La futura leadership europea deve essere più collettiva che negli ultimi decenni, anche se l’immagine del 10 dicembre (l’incontro all’Eliseo tra il presidente Emmanuel Macron e il nuovo cancelliere Olaf Scholz, partito per Parigi subito dopo aver ottenuto da Angela le chiavi del potere) fa pensare a un’Unione europea vecchio stile. A questo proposito mi ha colpito una frase della conferenza stampa tenuta il giorno precedente da Macron per presentare il programma dell’imminente semestre di presidenza francese dell’Unione. Nella parte sull’industria militare, evidentemente legatissima alle nostre comuni strategie sul terreno della difesa e della sicurezza, il presidente ha parlato di diversi programmi congiunti franco-tedeschi successivamente aperti agli altri Stati membri. La relazione franco-italiana sembra ottima ma deve essere messa alla prova delle scelte da compiere in quello che si presenta come un anno davvero decisivo.
Nel 2022 ci giocheremo una fetta importante del nostro avvenire. L’andamento delle discussioni sul Patto di stabilità, avrà conseguenze di particolare rilievo per un Paese indebitato come l’Italia, che la Germania e altri Stati europei cercano di mettere sistematicamente sotto esame. Il passaggio dal 2022 al 2023 vedrà o no il ritorno a quei vincoli di bilancio che hanno rischiato in passato di strangolare l’economia italiana ? Anche per questo è importantissimo che il governo Draghi, forte di una guida prestigiosa e di un’ampia maggioranza parlamentare, continui il proprio lavoro in ambito europeo. Poco dopo la Befana, gli italiani conosceranno nel 2022 il nome del loro prossimo presidente o della loro prossima presidentessa. Draghi o non Draghi, questo è il problema. In ognuno dei due casi, ci saranno nodi da sciogliere per sostituire Supermario a Palazzo Chigi o per garantirgli un lavoro tranquillo come capo del governo. Vivendo all’estero, ci si rende conto benissimo di quanto l’Italia abbia oggi assoluto bisogno di credibilità. In questo momento ne ha tanta, davvero tanta. Ma può perderla in fretta e cadere dall’alto fa più male.
Tra gli avvenimenti che hanno rafforzato sia Draghi sia l’attuale rapporto privilegiato Roma-Parigi c’è quello che a fine novembre ha avuto uno spazio massimo sui media italiani e purtroppo minimo su quelli francesi : la firma, il 26 novembre a Roma, del Trattato del Quirinale, che sancisce l’amicizia e la cooperazione tra Italia e Francia. Il passo avanti è indiscutibile, soprattutto rispetto alle polemiche degli anni scorsi. Il nuovo Trattato del Quirinale è in realtà una cornice molto favorevole al dialogo, ma adesso occorre darle un senso, costruendo un disegno dentro a quella cornice. Proprio quel disegno di collaborazione è uno degli auspici che noi popolo di « fritaliens », italiani in Francia e francesi in Italia, facciamo a noi stessi per l’anno nuovo.

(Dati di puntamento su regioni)
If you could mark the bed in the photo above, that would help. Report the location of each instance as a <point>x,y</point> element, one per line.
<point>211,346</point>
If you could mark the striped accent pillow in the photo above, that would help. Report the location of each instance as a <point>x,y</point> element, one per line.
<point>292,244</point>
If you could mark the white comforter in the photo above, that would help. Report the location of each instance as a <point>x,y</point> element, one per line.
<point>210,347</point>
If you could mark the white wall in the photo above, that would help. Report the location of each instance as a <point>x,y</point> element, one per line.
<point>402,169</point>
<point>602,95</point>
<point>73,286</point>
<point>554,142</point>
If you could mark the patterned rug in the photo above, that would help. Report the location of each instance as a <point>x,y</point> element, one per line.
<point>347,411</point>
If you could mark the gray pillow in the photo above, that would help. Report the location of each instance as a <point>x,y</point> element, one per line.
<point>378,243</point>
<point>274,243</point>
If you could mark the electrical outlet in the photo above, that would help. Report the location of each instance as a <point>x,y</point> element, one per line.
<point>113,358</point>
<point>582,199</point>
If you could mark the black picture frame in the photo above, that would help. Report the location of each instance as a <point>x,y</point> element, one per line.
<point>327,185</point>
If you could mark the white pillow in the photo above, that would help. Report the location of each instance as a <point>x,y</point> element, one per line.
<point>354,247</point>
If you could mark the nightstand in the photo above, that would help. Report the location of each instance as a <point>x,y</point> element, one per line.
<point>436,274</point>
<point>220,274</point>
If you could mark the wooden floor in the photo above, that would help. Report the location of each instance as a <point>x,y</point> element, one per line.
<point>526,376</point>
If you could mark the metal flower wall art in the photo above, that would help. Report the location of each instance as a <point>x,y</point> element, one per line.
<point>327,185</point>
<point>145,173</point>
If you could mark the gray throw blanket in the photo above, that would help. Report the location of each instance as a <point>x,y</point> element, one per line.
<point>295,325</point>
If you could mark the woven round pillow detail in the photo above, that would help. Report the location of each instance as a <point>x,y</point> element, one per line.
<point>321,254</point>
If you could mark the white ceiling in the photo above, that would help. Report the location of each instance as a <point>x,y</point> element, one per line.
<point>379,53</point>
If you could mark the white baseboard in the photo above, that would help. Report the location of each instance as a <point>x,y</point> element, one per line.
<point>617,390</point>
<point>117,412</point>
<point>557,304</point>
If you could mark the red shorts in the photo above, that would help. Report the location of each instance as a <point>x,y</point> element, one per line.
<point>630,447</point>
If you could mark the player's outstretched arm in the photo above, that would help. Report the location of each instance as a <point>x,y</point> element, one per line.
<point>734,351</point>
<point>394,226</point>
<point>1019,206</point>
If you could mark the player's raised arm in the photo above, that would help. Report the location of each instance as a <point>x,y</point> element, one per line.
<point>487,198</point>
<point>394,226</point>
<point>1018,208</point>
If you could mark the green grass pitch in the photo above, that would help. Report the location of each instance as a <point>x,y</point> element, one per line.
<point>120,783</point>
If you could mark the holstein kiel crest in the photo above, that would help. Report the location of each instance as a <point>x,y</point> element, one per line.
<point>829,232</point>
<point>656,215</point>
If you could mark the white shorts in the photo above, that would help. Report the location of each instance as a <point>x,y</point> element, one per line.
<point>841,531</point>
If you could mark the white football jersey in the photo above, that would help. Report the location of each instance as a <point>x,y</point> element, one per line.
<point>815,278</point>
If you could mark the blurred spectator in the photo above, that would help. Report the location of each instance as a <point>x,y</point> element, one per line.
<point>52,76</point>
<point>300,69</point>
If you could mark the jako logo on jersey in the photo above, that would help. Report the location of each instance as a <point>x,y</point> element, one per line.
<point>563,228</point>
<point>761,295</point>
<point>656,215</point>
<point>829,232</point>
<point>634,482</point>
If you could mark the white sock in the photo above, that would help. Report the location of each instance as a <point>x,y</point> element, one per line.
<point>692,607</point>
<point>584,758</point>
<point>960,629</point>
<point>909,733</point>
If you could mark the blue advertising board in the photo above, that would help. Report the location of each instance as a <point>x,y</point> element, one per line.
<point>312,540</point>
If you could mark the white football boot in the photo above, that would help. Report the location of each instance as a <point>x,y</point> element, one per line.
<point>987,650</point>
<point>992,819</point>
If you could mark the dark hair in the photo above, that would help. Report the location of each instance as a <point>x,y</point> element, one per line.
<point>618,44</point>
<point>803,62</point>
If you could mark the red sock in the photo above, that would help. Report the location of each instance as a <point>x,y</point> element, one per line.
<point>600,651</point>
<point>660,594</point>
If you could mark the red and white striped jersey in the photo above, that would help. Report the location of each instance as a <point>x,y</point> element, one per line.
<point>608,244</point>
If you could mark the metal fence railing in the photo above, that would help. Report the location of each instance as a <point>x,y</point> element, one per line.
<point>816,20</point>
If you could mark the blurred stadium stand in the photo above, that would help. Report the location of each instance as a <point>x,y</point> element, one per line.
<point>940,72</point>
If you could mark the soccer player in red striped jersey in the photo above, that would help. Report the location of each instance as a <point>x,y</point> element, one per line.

■ Compiti ed esercizi
• 1. Riporta parola per parola il passo del testo in esame che si apre con le parole "Tra gli avvenimenti" e si chiude con "per l’anno nuovo.".
• 2. Secondo il testo in esame, per quale motivo è importantissimo che il governo Draghi continui il proprio lavoro in ambito europeo?
I record non hanno alcun legame con il testo in esame.

■ Elenco soluzioni
• 1.
Tra gli avvenimenti che hanno rafforzato sia Draghi sia l’attuale rapporto privilegiato Roma-Parigi c’è quello che a fine novembre ha avuto uno spazio massimo sui media italiani e purtroppo minimo su quelli francesi : la firma, il 26 novembre a Roma, del Trattato del Quirinale, che sancisce l’amicizia e la cooperazione tra Italia e Francia. Il passo avanti è indiscutibile, soprattutto rispetto alle polemiche degli anni scorsi. Il nuovo Trattato del Quirinale è in realtà una cornice molto favorevole al dialogo, ma adesso occorre darle un senso, costruendo un disegno dentro a quella cornice. Proprio quel disegno di collaborazione è uno degli auspici che noi popolo di « fritaliens », italiani in Francia e francesi in Italia, facciamo a noi stessi per l’anno nuovo.

• 2. Le discussioni sul Patto di stabilità avranno conseguenze di particolare rilievo per un Paese indebitato come l'Italia, che la Germania e altri Stati europei cercano di mettere sistematicamente sotto esame. Con il passaggio dal 2022 al 2023 potrebbero tornare i vincoli di bilancio che in passato hanno rischiato di strangolare l'economia italiana.